*Gegeven opdracht*. Schrijf de regels van de regel met "Each instance of the fallen" tot en met het einde van de records opnieuw uit, verzoeken inbegrepen. Verhoog daarbij elke coördinaat in de antwoorden met -20.

Records uit een dataset
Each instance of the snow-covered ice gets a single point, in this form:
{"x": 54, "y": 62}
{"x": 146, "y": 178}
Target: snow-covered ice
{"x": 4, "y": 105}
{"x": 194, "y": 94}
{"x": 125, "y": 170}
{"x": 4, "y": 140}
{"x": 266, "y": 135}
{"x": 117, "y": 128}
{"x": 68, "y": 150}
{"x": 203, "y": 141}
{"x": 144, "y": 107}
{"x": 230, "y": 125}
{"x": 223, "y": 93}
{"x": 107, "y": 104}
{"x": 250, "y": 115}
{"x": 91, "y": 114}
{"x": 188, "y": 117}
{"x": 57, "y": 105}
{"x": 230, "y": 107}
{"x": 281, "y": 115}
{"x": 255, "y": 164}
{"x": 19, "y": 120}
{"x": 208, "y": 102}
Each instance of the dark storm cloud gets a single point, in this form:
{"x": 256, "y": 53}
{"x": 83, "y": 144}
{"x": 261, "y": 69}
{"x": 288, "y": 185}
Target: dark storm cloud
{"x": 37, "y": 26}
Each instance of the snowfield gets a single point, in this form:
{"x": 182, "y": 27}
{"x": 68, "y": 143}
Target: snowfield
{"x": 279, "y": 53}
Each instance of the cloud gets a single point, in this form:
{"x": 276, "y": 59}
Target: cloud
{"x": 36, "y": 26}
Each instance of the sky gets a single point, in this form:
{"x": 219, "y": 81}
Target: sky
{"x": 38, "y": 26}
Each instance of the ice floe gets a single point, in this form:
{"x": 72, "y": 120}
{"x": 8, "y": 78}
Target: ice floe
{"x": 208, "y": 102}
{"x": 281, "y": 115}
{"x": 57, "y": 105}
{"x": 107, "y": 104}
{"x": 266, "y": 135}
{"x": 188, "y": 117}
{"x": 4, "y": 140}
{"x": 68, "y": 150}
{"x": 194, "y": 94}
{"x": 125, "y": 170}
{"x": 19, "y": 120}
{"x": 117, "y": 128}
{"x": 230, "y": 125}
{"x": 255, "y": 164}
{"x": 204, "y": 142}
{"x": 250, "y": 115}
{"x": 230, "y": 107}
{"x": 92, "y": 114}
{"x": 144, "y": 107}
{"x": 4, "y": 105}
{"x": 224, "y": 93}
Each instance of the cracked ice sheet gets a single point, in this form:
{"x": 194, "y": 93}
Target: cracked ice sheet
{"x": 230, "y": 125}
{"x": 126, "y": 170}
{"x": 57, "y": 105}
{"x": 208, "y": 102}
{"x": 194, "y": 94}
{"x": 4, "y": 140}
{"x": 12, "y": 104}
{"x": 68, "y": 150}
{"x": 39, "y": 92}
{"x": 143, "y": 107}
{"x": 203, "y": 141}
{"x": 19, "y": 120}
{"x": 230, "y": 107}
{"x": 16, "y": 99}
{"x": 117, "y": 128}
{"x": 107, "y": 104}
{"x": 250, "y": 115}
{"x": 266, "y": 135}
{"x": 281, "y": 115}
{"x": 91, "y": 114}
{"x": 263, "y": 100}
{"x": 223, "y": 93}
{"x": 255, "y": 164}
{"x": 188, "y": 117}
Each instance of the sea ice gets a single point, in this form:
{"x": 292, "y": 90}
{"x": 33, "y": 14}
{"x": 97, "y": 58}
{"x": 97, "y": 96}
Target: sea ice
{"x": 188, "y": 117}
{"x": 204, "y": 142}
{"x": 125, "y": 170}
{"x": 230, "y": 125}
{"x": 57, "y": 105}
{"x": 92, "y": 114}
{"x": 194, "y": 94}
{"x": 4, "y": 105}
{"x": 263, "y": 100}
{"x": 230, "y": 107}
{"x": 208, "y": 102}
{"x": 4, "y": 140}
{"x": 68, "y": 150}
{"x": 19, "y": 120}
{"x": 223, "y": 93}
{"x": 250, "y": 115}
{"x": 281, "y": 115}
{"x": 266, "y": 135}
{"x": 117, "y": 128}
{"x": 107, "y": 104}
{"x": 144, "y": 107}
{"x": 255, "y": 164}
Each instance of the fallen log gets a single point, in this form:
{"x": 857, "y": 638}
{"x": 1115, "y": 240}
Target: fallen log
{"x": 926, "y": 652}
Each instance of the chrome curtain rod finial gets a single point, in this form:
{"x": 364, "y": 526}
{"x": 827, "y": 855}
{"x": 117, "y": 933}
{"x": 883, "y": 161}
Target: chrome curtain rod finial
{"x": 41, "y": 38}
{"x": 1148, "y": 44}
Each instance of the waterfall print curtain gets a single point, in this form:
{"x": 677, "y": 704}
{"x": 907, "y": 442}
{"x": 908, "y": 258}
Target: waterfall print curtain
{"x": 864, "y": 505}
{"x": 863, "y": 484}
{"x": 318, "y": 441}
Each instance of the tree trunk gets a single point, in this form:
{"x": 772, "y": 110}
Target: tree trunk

*Juist antwoord*.
Each instance of the fallen log gets a single point, in this form:
{"x": 857, "y": 638}
{"x": 1115, "y": 240}
Target: fallen log
{"x": 906, "y": 632}
Each instance of the chrome curtain rod finial gets a single point, in this form:
{"x": 364, "y": 526}
{"x": 827, "y": 855}
{"x": 117, "y": 933}
{"x": 883, "y": 161}
Target: chrome curtain rod finial
{"x": 21, "y": 18}
{"x": 1128, "y": 24}
Each instance of the waterfall print curtain gets a single point, in this form:
{"x": 677, "y": 704}
{"x": 907, "y": 442}
{"x": 908, "y": 258}
Target: waterfall print curtain
{"x": 844, "y": 485}
{"x": 843, "y": 464}
{"x": 298, "y": 421}
Each instance of the tree trunk gets a single point, in this form:
{"x": 772, "y": 110}
Target: tree trunk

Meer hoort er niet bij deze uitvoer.